» **EXTRACTED TEXT**:
<<<<
8.03 ELCOTEL shall pay for services actually performed
pursuant to Article III in accordance with Schedule 4.
8.04 LUCENT shall render invoices for all payments for
services referred to in Section 8.03 after such services
have been rendered hereunder, and ELCOTEL shall make payment
of all amounts so billed within sixty (60) days after
receipt of such invoices.
8.05 ELCOTEL shall be solely responsible for its
personnel's remuneration and their travel, living and other
expenses, including those incurred in visiting any locations
of LUCENT or its SUBSIDIARIES. ELCOTEL shall also be solely
responsible for any tax or other governmental charge,
however designated, which is imposed on ELCOTEL or its
personnel by the United States or by any agency or political
subdivision thereof as a result of the existence or
operation of this Agreement or as the result of the
activities of ELCOTEL's personnel.
>>>>
» **RECORD SET**:
<<<<
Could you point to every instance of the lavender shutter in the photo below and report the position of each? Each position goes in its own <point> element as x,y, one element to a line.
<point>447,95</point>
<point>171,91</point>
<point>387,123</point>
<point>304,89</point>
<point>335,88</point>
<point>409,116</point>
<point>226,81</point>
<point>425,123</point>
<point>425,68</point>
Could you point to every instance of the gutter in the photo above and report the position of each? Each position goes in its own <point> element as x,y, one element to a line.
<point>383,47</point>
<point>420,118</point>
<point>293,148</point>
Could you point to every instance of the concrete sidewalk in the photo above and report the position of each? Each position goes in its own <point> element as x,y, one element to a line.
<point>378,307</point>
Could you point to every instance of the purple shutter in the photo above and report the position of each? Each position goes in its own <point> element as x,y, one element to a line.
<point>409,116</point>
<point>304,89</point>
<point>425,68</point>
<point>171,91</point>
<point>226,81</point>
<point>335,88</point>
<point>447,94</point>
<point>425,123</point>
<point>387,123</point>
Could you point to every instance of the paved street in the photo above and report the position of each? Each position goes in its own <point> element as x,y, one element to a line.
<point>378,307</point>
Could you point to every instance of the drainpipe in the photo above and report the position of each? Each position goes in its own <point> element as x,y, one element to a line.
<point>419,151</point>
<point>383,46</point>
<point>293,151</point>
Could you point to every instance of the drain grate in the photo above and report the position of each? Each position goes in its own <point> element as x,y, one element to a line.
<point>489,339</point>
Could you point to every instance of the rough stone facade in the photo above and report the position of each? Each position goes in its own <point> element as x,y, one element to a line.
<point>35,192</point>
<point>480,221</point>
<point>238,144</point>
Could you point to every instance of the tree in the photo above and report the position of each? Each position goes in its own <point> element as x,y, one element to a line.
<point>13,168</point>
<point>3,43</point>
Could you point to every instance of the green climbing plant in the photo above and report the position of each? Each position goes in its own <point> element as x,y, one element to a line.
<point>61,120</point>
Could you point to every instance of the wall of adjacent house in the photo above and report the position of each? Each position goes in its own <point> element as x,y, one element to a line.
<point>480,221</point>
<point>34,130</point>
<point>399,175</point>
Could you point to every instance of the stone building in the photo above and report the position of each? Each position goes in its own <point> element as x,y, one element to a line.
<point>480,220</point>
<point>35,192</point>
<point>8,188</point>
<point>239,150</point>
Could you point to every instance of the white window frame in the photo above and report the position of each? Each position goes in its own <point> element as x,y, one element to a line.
>>>>
» **GIVEN EXERCISE 1**: Set down the agreement text word for word, beginning at the words "8.03 ELCOTEL shall" and stopping after "of such invoices.".
» **GIVEN EXERCISE 2**: Please write the next part of the agreement text, picking up after its final sentence.

» **WRITTEN ANSWER 1**:
8.03 ELCOTEL shall pay for services actually performed
pursuant to Article III in accordance with Schedule 4.
8.04 LUCENT shall render invoices for all payments for
services referred to in Section 8.03 after such services
have been rendered hereunder, and ELCOTEL shall make payment
of all amounts so billed within sixty (60) days after
receipt of such invoices.

» **WRITTEN ANSWER 2**:
8.06(a) ELCOTEL shall pay any tax, duty, levy, customs fee,
or similar charge ("taxes"), including interest and
penalties thereon, however designated, imposed as a result
of the operation or existence of this agreement, including
taxes which ELCOTEL is required to withhold or deduct from
payments to LUCENT, except (i) income taxes imposed upon
LUCENT by any governmental entity within the United States
(the fifty (50) states and the District of Columbia), and
(ii) income taxes imposed upon LUCENT by jurisdictions
outside the United States which are allowed as a credit
against the United States Federal income tax of LUCENT. In
order for the exception in (ii) to be effective, ELCOTEL
must furnish to LUCENT evidence sufficient to satisfy the
United States taxing authorities that such taxes have been
paid. Such evidence must be furnished to LUCENT within a
reasonable period following issuance by the local taxing
authority.
(b) If Buyer is required to bear a tax pursuant to Section
8.06(a) above, ELCOTEL shall pay such taxes and other
charges and any additional amounts as are necessary to
ensure that the net amounts received by LUCENT after all
such payments or withholdings equal the amounts to which
LUCENT is otherwise entitled under this Agreement as if such
taxes, or other charges, did not exist.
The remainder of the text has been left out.